▶ **YOUR GOAL**
Leaving the pictures aside, write out the whole listing below exactly.

▶ **SUPPLIED DATA**
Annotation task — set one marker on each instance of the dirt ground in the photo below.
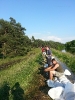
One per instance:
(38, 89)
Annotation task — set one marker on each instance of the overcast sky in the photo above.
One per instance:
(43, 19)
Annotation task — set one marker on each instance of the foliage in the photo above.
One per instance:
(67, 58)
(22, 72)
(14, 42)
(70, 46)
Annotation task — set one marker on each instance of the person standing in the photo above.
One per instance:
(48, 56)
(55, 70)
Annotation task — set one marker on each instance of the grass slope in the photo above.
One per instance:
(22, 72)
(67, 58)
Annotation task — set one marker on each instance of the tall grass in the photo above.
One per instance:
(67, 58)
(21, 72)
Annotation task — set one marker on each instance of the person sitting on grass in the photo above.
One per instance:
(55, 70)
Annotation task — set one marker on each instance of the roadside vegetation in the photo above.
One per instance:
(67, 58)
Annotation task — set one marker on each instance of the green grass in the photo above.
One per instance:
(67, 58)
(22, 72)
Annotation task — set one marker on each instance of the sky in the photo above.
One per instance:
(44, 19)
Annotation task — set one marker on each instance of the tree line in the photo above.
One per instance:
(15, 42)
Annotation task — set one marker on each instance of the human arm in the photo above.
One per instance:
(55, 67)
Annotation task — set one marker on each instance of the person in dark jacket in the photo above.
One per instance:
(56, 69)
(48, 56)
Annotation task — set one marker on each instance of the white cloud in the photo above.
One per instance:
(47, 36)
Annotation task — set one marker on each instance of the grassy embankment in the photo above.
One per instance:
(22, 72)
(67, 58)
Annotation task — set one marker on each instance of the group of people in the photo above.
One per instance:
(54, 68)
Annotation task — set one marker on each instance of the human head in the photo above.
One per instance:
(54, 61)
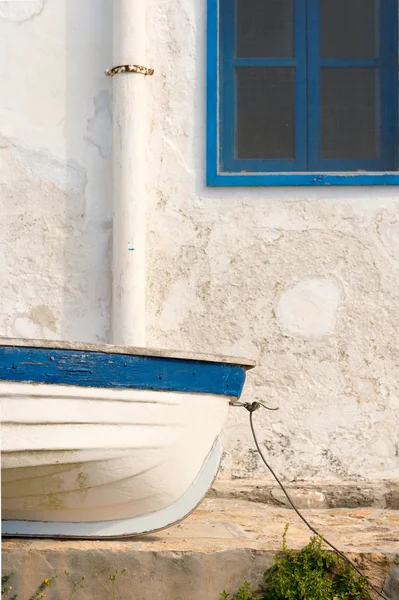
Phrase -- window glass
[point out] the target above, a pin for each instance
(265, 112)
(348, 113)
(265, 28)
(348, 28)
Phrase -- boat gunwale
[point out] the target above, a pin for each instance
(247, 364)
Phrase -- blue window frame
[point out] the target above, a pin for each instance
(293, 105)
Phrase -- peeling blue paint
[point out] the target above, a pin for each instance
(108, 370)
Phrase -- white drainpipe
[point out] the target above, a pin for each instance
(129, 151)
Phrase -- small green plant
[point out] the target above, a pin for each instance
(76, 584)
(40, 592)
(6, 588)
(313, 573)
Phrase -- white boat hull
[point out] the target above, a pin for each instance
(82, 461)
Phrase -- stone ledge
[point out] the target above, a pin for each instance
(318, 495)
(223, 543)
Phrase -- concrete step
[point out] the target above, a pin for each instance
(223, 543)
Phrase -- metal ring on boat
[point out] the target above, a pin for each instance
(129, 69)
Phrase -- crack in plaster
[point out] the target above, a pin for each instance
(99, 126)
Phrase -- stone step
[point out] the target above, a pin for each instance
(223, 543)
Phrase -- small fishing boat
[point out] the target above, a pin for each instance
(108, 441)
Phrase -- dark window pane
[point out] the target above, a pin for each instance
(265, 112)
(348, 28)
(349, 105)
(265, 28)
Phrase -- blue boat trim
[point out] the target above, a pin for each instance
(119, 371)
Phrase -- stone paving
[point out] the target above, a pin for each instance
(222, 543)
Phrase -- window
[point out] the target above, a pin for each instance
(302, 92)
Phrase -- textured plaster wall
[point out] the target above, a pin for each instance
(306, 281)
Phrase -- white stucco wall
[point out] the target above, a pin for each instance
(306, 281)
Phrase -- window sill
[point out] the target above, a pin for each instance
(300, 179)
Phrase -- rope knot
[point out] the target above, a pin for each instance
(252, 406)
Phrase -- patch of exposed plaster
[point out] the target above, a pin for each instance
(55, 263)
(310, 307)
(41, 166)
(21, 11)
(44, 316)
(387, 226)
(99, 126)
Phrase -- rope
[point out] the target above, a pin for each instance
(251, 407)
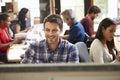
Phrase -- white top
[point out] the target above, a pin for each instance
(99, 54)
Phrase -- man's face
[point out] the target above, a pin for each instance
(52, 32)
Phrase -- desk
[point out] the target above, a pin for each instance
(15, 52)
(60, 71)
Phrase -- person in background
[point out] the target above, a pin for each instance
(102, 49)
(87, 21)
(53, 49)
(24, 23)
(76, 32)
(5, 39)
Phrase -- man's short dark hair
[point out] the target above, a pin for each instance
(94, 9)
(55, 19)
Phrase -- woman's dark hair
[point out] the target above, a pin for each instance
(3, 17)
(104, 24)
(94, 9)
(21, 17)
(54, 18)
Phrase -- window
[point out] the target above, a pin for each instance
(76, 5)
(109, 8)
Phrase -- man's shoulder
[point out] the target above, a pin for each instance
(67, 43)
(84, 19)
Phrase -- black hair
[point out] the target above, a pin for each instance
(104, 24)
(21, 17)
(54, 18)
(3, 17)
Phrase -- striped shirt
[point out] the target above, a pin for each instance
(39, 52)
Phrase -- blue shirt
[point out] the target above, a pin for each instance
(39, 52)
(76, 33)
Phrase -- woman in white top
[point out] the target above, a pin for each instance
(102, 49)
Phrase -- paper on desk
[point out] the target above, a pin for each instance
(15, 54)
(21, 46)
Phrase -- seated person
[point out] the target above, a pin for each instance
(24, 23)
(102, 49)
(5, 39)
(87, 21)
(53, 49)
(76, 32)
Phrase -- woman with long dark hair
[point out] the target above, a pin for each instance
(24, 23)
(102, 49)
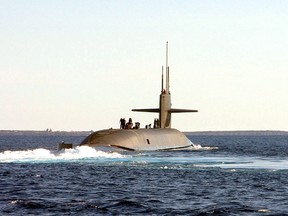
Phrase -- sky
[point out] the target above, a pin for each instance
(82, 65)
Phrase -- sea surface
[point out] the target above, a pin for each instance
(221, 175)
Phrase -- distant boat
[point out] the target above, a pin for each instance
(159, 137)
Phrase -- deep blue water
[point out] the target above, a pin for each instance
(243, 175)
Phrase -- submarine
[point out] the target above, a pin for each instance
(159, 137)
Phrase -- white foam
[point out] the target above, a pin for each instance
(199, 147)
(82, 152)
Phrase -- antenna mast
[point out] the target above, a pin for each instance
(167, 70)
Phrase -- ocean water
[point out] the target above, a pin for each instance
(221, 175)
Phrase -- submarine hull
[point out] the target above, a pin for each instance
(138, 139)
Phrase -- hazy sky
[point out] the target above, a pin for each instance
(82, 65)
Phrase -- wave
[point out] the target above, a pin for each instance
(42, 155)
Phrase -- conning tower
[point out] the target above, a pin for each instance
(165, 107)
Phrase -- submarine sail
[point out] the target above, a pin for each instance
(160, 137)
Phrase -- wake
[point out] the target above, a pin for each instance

▶ **FINISHED TASK**
Annotation task — set one marker on each instance of the dirt ground in the photo below.
One per instance:
(38, 89)
Annotation task — set one marker on each instance of the overcast sky in the photo above.
One per instance:
(43, 19)
Annotation task — set one marker on each instance of the foliage in the photo above.
One per instance:
(67, 58)
(22, 72)
(14, 42)
(70, 46)
Annotation task — set one marker on each instance of the person standing in the photo above.
One per instance:
(48, 56)
(55, 70)
Annotation task — set one marker on each instance of the grass slope in the photo above.
One per instance:
(22, 72)
(67, 58)
Annotation task — set one marker on each instance of the tall grass in the photo above.
One per instance:
(67, 58)
(21, 72)
Annotation task — set one marker on each instance of the person sitting on grass in the photo above.
One per instance:
(55, 70)
Annotation task — set one marker on each instance of the roadside vegetation in the photo above.
One per instance:
(67, 58)
Annotation task — set one marker on each instance of the green grass in the photo above.
One per instance:
(67, 58)
(22, 72)
Annotation task — set one marker on each instance of the sky in the photo above.
One per instance:
(44, 19)
Annotation task — set one marker on each instance of the tree line in the photo above.
One per instance:
(15, 42)
Annotation task — set one marker on each instance of the human arm in the photo above.
One per instance:
(55, 67)
Annotation task — set one marker on each instance of the person in dark jacket in the photo above.
One per instance:
(56, 69)
(48, 56)
Annotation task — set one marker on each instance of the white cloud in the photo above.
One per instance:
(47, 36)
Annotation task — set one marker on each instance of the grassy embankment in the photo above.
One per instance:
(22, 72)
(67, 58)
Annotation task — set one marker on each instance of the group of people in the photo above.
One per instance:
(54, 68)
Annotation task — set one marker on each instance of the human head in the photo above.
One per instance:
(54, 61)
Phrase -- window glass
[point out] the target above, a pin for each instance
(265, 112)
(348, 113)
(265, 28)
(348, 28)
Phrase -- boat gunwale
[point out] the target above, a pin for each instance
(247, 364)
Phrase -- blue window frame
[point out] the target above, a pin for each instance
(293, 105)
Phrase -- peeling blue paint
[point out] the target above, a pin for each instance
(108, 370)
Phrase -- white drainpipe
[point out] the target above, a pin for each instance
(129, 151)
Phrase -- small green plant
[point out] the target above, a pin for each instance
(76, 584)
(40, 592)
(6, 588)
(313, 573)
Phrase -- white boat hull
[point out] the target above, a pin for each instance
(82, 461)
Phrase -- stone ledge
[point out] the target above, a pin for each instance
(318, 495)
(223, 543)
Phrase -- concrete step
[point out] the target above, a pin for each instance
(223, 543)
Phrase -- metal ring on boat
[point out] the target above, a pin for each instance
(129, 69)
Phrase -- crack in plaster
[point out] the target above, a pin for each instance
(99, 126)
Phrase -- stone step
[point out] the target above, a pin for each instance
(223, 543)
Phrase -- small fishing boat
[point out] the target above, a pin for each instance
(108, 441)
Phrase -- dark window pane
[point out] the target above, a pin for each instance
(265, 112)
(348, 28)
(349, 105)
(265, 28)
Phrase -- blue boat trim
[point out] the target above, a pin for each instance
(119, 371)
Phrase -- stone paving
[point out] the target above, a pin for each instance
(222, 543)
Phrase -- window
[point out] the target above, a pin for each instance
(302, 92)
Phrase -- textured plaster wall
[point out] the target above, a pin for each instance
(306, 281)
Phrase -- white stucco wall
[point out] the target above, a pin for each instance
(306, 281)
Phrase -- window sill
[point out] the target above, a pin for each instance
(300, 179)
Phrase -- rope knot
[point out] the target above, a pin for each instance
(252, 406)
Phrase -- patch of exposed plaster
[point out] the target above, a pin for each instance
(55, 263)
(310, 307)
(41, 166)
(21, 11)
(44, 316)
(387, 226)
(99, 126)
Phrase -- rope
[point out] the target above, a pin for each instance
(251, 407)
Phrase -- white top
[point out] the target above, a pin for each instance
(99, 54)
Phrase -- man's face
[point out] the target above, a pin for each instance
(52, 32)
Phrase -- desk
[point out] the target above, a pin for each instance
(15, 52)
(60, 71)
Phrase -- person in background
[point out] the target above, a pin for each instance
(102, 49)
(87, 21)
(53, 49)
(24, 23)
(76, 32)
(5, 39)
Phrase -- man's short dark hair
[point out] the target above, a pin for each instance
(94, 9)
(55, 19)
Phrase -- woman's dark hair
[point out] the target above, a pin for each instance
(3, 17)
(104, 24)
(94, 9)
(21, 17)
(54, 18)
Phrase -- window
[point out] the target above, a pin for each instance
(76, 5)
(109, 8)
Phrase -- man's shoulder
[point out] the target above, a pin for each instance
(67, 43)
(84, 19)
Phrase -- black hair
[point out] the target above, a pin for each instance
(104, 24)
(21, 17)
(54, 18)
(3, 17)
Phrase -- striped shirt
[point out] the target above, a pin for each instance
(39, 52)
Phrase -- blue shirt
[point out] the target above, a pin for each instance
(39, 52)
(76, 33)
Phrase -- woman in white top
[point out] the target above, a pin for each instance
(102, 49)
Phrase -- paper on desk
[point out] the target above, a pin for each instance
(15, 54)
(21, 46)
Phrase -- seated person
[point out] the target above, a pin for each instance
(24, 23)
(102, 49)
(5, 39)
(87, 21)
(53, 49)
(76, 32)
Phrase -- woman with long dark hair
[point out] the target above, a pin for each instance
(24, 23)
(102, 49)
Phrase -- sky
[point out] the target above, a pin for each instance
(82, 65)
Phrase -- sea surface
[point out] the target above, a pin for each instance
(221, 175)
Phrase -- distant boat
[point out] the target above, a pin for each instance
(159, 137)
Phrase -- deep blue water
[point out] the target above, a pin for each instance
(243, 175)
Phrase -- submarine
[point out] the target above, a pin for each instance
(159, 137)
Phrase -- white foam
[point out] the target above, a pin for each instance
(199, 147)
(82, 152)
Phrase -- antenna mast
[point out] the target above, a pin for each instance
(167, 70)
Phrase -- ocean water
[point out] the target above, a pin for each instance
(221, 175)
Phrase -- submarine hull
[point out] the target above, a pin for each instance
(138, 139)
Phrase -- hazy sky
[point out] the target above, a pin for each instance
(82, 65)
Phrase -- wave
[point out] the target above, a pin for each instance
(42, 155)
Phrase -- conning tower
[point out] the target above, a pin for each instance
(165, 107)
Phrase -- submarine sail
[point out] the target above, a pin for each instance
(160, 137)
Phrase -- wake
[point out] the target above, a pin for each instance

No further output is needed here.